## Extrait du texte
══════════════════════════════

Comment sortir de soi, de son identité, pour rencontrer les autres ?
L’école de l’art permet cela ! L’artiste apprend à être en pleine conscience de soi notamment de ce qui l’enferme pour mieux faire éclater ses carcans qui peuvent devenir aliénants.
Être artiste, c’est se méfier de soi-même, de sa technique, de ses habitudes, de ses névroses talentueuses. Son chemin vise toujours à aller interroger les limites de son être, à aller voir ailleurs.
Cette posture de l’artiste peut-elle être transmise à toute la société ?
Absolument ! C’est pourquoi je me bats tous les jours pour l’accessibilité et la démocratisation des arts que nous mettons en valeur. Nous devons embrasser l’interculturalité en mettant par exemple en lumière les profils LGBTQ+.
L’art et la culture ont pour rôle de remettre en question les classes sociales, les identités, les rapports entre nous. J’ai été très confronté à ces sujets quand j’ai participé au programme 1er Acte3 qui s’adresse notamment à des artistes qui avaient été victimes de discriminations dans leur art.
Nous devons reconnaître que la majorité des grandes œuvres d’aujourd’hui, et c’est extrêmement troublant, ne sont pas représentatives de la démographie française. Toutes les créations doivent porter les stigmates de qui nous sommes vraiment.

══════════════════════════════

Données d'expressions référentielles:
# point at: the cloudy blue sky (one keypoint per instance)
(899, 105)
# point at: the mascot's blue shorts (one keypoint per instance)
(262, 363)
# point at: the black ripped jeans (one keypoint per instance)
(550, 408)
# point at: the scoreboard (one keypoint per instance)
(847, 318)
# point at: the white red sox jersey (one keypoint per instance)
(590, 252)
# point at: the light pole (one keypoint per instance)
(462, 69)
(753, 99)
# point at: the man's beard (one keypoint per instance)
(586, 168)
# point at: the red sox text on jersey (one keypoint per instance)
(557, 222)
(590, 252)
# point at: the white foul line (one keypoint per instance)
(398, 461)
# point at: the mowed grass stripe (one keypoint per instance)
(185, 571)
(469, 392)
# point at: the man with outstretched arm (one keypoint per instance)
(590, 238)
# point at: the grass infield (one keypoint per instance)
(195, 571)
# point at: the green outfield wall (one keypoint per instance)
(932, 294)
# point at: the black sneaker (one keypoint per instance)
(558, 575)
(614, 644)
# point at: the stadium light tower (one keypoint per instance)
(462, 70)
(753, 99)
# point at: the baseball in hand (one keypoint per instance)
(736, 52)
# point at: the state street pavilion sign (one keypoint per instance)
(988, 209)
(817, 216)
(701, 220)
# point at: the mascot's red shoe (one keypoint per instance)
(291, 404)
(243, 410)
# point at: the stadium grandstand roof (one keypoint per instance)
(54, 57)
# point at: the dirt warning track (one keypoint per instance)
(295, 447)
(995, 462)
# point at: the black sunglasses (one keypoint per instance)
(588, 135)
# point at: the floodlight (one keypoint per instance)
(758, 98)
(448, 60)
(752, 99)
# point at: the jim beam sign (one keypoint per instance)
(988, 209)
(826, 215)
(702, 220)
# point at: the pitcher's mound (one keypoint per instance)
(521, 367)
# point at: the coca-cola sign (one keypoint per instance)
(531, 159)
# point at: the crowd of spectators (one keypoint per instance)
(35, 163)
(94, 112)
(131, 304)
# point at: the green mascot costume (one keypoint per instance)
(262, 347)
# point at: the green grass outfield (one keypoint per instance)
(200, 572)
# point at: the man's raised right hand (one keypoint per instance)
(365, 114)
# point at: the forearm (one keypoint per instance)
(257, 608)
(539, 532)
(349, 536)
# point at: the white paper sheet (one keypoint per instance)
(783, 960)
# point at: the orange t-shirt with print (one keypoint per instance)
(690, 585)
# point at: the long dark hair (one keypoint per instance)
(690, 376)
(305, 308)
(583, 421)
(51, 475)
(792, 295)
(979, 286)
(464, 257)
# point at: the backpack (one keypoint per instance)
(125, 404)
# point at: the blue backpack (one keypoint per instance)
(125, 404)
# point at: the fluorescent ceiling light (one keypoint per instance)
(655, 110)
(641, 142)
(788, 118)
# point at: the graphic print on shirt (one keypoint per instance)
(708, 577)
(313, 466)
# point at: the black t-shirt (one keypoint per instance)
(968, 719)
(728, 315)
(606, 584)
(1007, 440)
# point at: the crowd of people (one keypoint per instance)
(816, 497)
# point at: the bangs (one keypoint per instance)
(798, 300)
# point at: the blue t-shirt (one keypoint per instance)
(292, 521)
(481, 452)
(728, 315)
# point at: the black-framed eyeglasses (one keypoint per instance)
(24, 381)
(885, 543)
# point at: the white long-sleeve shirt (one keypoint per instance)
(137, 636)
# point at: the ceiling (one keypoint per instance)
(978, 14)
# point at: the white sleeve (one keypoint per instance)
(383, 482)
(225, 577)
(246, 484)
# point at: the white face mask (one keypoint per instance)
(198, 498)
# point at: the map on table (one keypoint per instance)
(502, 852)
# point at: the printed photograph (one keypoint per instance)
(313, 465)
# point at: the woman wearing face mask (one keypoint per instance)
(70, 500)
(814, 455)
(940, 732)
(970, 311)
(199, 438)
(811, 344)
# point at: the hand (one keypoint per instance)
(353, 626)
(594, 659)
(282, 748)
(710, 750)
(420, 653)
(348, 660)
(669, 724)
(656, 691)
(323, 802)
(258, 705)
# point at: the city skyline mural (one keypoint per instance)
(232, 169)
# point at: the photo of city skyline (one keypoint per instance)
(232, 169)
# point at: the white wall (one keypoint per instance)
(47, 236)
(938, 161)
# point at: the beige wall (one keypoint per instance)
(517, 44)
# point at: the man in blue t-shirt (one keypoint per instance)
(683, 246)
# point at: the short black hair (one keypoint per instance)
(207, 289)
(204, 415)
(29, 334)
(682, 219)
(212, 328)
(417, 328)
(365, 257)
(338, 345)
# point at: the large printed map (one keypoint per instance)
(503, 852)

══════════════════════════════

## Travail à faire
1. Répondez à ces questions sur l'extrait consacré à l'art et à l'identité :
(a) De quoi l'artiste doit-il se méfier ?
(b) Pour quoi la personne qui répond se bat-elle tous les jours ?
(c) À qui s'adresse notamment le programme 1er Acte3 ?
2. Recopiez le passage de l'extrait sur l'art et l'identité qui va de « L’école de l’art » à « aller voir ailleurs. ».

## Réponses attendues
1.
(a) De lui-même, de sa technique, de ses habitudes et de ses névroses talentueuses.
(b) Pour l'accessibilité et la démocratisation des arts mis en valeur.
(c) À des artistes qui avaient été victimes de discriminations dans leur art.

2.
L’école de l’art permet cela ! L’artiste apprend à être en pleine conscience de soi notamment de ce qui l’enferme pour mieux faire éclater ses carcans qui peuvent devenir aliénants.
Être artiste, c’est se méfier de soi-même, de sa technique, de ses habitudes, de ses névroses talentueuses. Son chemin vise toujours à aller interroger les limites de son être, à aller voir ailleurs.